++++ EXCERPT

# Background

A/B Testing is a term typically use in commercial settings to refer to the analysis and design of controlled experiments. Typically introductory posts on A/B Testing focus on simple between-subject randomised controlled trials (RCTs). In such experiments, participants (e.g. users, customers) are randomised into one of two groups. One group gets some treatment (e.g. a voucher code) and the other receives nothing (‘business-as-usual’), or some lesser treatment without the feature the trial is aiming to investigate. This post will focus on these simple treatment-control designs, but the lessons will generalise to other designs.

Controlled experiments can come in a variety of flavours, not limited to those described above. For example, the psychology experiments I carried out during my PhD used within-subjects designs where each participant receives both a treatment and a control. Not only this, participants were exposed to multiple trials of both the treatment and control. Experiments can also have multiple treatment and control groups, rather than just one of each. For example, if you’re interested in improving an email campaign then multiple different emails (treatments) could be tested in the same trial. There could also be one control group who receive nothing, then another who receive a standard email that has been used in the past. With this more complex design you could ask questions like

1. Is one of our new emails better than the other new ones?
2. Is any email better than no email?
3. Which email is best?
4. Are any of the new emails better than our old standard email?

In additional to the range of options for designing experiments, participants can be sampled in a number of ways. Consider our email example above. We could simply randomly assign our customers into the different treatment and control groups, but this isn’t our only option. There might be various subgroups of our customers that we’re interested in. For example, our email might be communicating important information about a customer’s account. It would be important to ensure that the email is engaging and accessible for all customers, not just the majority. With this analysis in mind, we could randomly sample within the groups we’re interested in (e.g. age, location). Assuming every customer is in one group, this would be a case of stratified sampling 1.

# Some complications in A/B Testing

This post will focus on an issue commonly faced when analysing A/B tests – dealing with baselines differences between the treatment and control groups. We’ll focus on two different forms this typically takes

1. Baseline differences in the outcome of interest
2. Baseline differences in additional covariates that predict the outcome

Throughout we’ll use the example of a simple RCT with one treatment and one control, where our outcome of interest is engagement with an email we’ve sent out.

++++++++

* [REQUIRED TASK]:
Write the next part of the A/B testing post, picking up right after its final sentence.

++++ DATASET CONTENT

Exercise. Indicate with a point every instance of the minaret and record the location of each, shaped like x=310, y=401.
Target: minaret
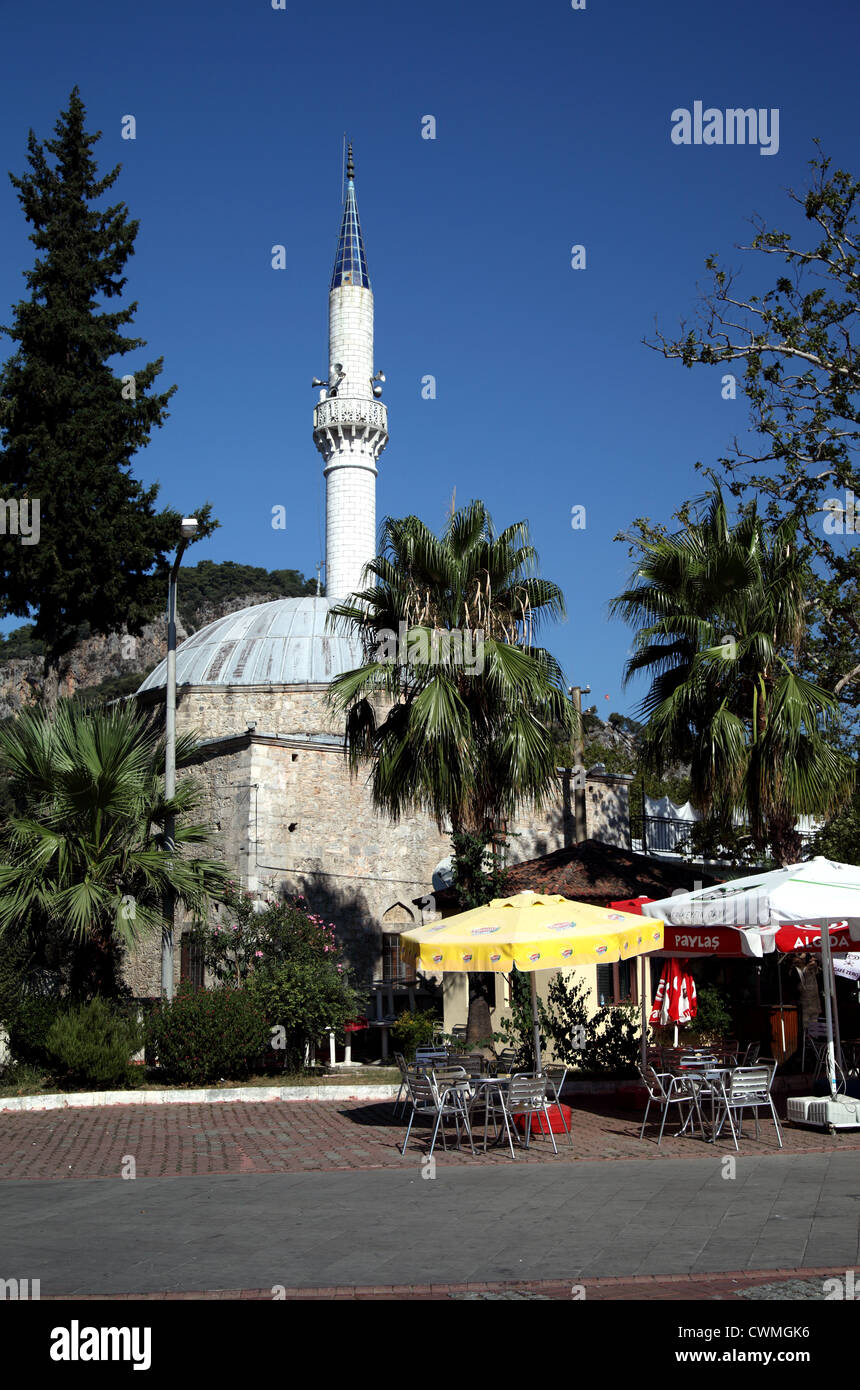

++++++++

* [RESPONSE BELOW]:
# Baseline differences in outcomes

Suppose we’ve completed our RCT and find that the customers in our treatment group historically engaged with emails at a higher rate than our control group. A common thing we might be tempted to do is test whether this baseline difference is significant (Boer et al., 2015). These tests are often used to determine “whether randomization was successful” (Boer et al., 2015), but this represents a misunderstanding of why we randomise (Harvey, 2018). We do not randomise to ensure that there are no baseline differences between our groups, we randomise to remove any relationship between baseline values and treatment assignment. The test of baseline differences is then testing a hypothesis we already know to be true: that there is no association between baseline engagement and treatment assignment. We know that the baseline differences are the result of chance because we did the randomisation! 2 As Bland and Altman (2011) put it (as cited by Harvey, 2018):

“….performing a significance test to compare baseline variables is to assess the probability of something having occurred by chance when we know that it did occur by chance. Such a procedure is clearly absurd.”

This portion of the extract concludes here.